→ **Challenge**: Render the rows from the line containing "Target: building facade" through the line containing "[[[5,13],[0,13],[0,23],[8,23],[8,16]]]", inclusive, as a JSON list of strings with one string per line and blank lines omitted.

→ **Available records**:
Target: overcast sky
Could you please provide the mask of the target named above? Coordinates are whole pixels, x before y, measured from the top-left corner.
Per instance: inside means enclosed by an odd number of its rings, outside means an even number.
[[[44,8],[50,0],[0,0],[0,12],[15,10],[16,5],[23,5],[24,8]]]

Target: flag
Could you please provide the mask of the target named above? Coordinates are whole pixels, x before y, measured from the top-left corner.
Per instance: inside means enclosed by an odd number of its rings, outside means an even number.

...

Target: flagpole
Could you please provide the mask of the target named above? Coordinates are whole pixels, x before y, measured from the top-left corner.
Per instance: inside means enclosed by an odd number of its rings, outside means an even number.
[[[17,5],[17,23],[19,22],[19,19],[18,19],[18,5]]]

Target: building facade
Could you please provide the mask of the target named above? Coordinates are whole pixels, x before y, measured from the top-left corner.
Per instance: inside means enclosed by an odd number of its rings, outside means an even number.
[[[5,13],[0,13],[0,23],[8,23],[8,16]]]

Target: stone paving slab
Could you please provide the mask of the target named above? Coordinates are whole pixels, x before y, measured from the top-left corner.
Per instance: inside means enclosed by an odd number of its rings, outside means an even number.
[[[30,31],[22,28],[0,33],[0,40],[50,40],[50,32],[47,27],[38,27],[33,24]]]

==

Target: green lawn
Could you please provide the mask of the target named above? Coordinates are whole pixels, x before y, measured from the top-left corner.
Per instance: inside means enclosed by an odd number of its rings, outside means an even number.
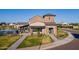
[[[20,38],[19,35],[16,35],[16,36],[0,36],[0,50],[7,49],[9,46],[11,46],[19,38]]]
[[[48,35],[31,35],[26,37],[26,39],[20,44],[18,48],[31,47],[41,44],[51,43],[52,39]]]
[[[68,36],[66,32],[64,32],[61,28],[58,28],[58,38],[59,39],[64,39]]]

→ **Answer to the problem**:
[
  "Target: building facade",
  "Could you please provide the mask of the target named above? Coordinates are whole pixels, x before y, measured from the top-left corner.",
  "Per instance: inside means enclosed by an odd number of its rings, outside means an even number.",
  "[[[5,13],[0,13],[0,23],[8,23],[8,16]]]"
]